## Information
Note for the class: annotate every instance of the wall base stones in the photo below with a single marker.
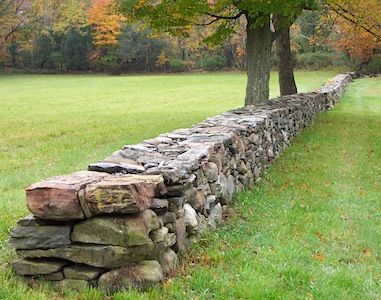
(122, 223)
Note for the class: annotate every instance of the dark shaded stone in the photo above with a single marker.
(82, 272)
(37, 266)
(141, 275)
(180, 231)
(40, 237)
(107, 257)
(117, 230)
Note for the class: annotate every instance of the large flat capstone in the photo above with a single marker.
(124, 194)
(101, 256)
(57, 198)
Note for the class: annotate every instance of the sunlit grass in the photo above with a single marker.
(310, 229)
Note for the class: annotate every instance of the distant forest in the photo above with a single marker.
(93, 35)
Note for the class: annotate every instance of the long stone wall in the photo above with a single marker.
(122, 222)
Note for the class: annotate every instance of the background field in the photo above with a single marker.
(53, 125)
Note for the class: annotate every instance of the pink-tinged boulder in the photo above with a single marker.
(57, 198)
(123, 194)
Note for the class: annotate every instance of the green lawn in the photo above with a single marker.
(310, 229)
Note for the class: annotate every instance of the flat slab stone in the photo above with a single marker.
(82, 272)
(131, 230)
(57, 198)
(72, 284)
(37, 266)
(116, 163)
(40, 237)
(123, 194)
(108, 257)
(141, 275)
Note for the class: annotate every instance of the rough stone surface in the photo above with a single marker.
(190, 217)
(159, 235)
(57, 198)
(37, 266)
(141, 275)
(72, 284)
(180, 231)
(123, 194)
(186, 181)
(107, 257)
(82, 272)
(169, 261)
(40, 237)
(117, 230)
(215, 216)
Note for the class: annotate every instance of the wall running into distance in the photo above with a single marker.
(122, 222)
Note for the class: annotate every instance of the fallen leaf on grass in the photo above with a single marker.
(367, 252)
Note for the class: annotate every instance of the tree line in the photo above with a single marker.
(151, 36)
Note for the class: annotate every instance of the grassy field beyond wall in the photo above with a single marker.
(308, 230)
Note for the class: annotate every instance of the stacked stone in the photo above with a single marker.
(121, 223)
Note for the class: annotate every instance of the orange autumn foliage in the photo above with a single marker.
(103, 16)
(356, 42)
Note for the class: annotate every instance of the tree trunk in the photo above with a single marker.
(285, 63)
(258, 49)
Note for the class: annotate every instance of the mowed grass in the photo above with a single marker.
(310, 229)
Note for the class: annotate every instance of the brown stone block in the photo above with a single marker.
(123, 194)
(57, 198)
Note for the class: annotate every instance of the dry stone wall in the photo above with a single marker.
(122, 222)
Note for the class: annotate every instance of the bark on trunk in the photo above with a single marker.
(258, 48)
(285, 63)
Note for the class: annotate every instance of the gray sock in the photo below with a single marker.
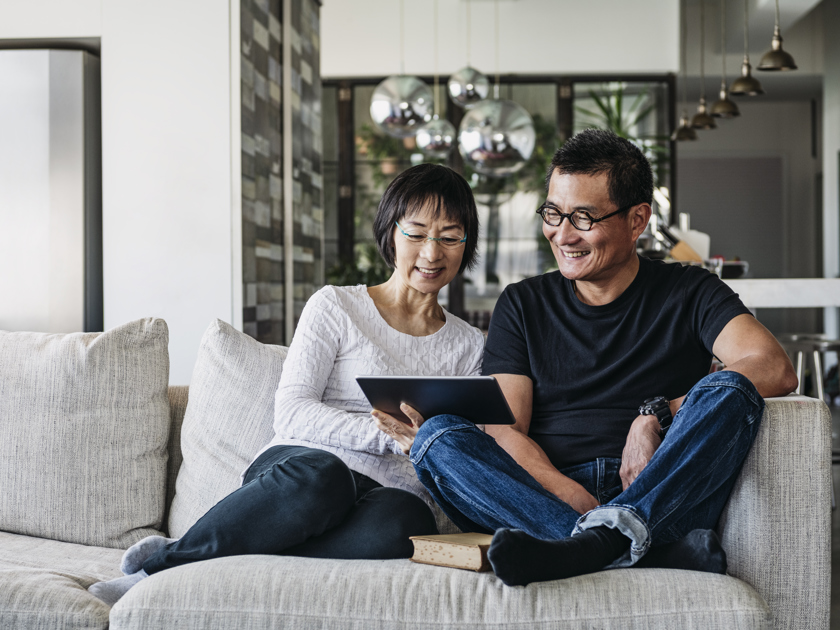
(111, 591)
(139, 552)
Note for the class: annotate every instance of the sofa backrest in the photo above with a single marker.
(84, 421)
(228, 418)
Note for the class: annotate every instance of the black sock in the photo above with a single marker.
(699, 550)
(519, 559)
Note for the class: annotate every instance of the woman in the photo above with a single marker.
(331, 484)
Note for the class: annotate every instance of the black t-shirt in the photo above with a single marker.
(592, 366)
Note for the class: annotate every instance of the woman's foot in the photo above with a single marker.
(111, 591)
(139, 552)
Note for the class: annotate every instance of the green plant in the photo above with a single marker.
(614, 114)
(368, 268)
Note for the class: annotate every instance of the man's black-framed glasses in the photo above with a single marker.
(580, 219)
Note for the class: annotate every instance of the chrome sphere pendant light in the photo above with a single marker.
(746, 84)
(400, 104)
(684, 131)
(702, 119)
(776, 58)
(496, 137)
(436, 137)
(724, 107)
(468, 86)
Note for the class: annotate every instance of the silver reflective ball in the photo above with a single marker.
(436, 138)
(496, 138)
(400, 104)
(468, 87)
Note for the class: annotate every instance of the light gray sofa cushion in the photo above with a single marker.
(264, 592)
(776, 527)
(229, 418)
(44, 583)
(84, 421)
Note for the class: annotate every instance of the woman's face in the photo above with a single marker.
(424, 265)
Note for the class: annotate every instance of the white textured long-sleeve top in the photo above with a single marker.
(319, 404)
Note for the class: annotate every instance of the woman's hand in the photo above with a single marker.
(402, 432)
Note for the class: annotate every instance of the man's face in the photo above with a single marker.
(604, 251)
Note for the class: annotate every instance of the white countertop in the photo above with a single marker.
(787, 292)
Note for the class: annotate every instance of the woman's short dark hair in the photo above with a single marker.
(595, 151)
(433, 187)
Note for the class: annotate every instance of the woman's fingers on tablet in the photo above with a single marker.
(401, 432)
(413, 415)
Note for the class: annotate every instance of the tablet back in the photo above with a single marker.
(478, 399)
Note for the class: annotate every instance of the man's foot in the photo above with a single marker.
(519, 559)
(111, 591)
(699, 550)
(139, 552)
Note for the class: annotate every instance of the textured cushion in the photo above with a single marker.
(776, 528)
(84, 420)
(44, 583)
(263, 592)
(229, 418)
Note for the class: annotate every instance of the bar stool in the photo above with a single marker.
(816, 345)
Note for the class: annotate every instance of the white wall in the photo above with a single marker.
(831, 149)
(166, 152)
(765, 129)
(24, 190)
(362, 37)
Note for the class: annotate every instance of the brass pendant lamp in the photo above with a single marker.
(702, 119)
(684, 131)
(724, 107)
(776, 58)
(746, 84)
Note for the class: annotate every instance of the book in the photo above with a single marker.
(458, 551)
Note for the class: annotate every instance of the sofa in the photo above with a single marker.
(97, 451)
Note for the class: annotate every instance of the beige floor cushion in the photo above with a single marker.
(44, 583)
(84, 422)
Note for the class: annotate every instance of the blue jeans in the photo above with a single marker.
(301, 501)
(683, 487)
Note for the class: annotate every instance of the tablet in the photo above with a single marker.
(478, 399)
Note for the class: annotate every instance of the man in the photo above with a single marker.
(624, 445)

## Problem
Write the "Note for the class: annotate every instance of the man in" line and all later lines exactly. Stop at the end of the data.

## Expected answer
Note for the class: annotate every instance of the man in the photo above with a single marker.
(624, 445)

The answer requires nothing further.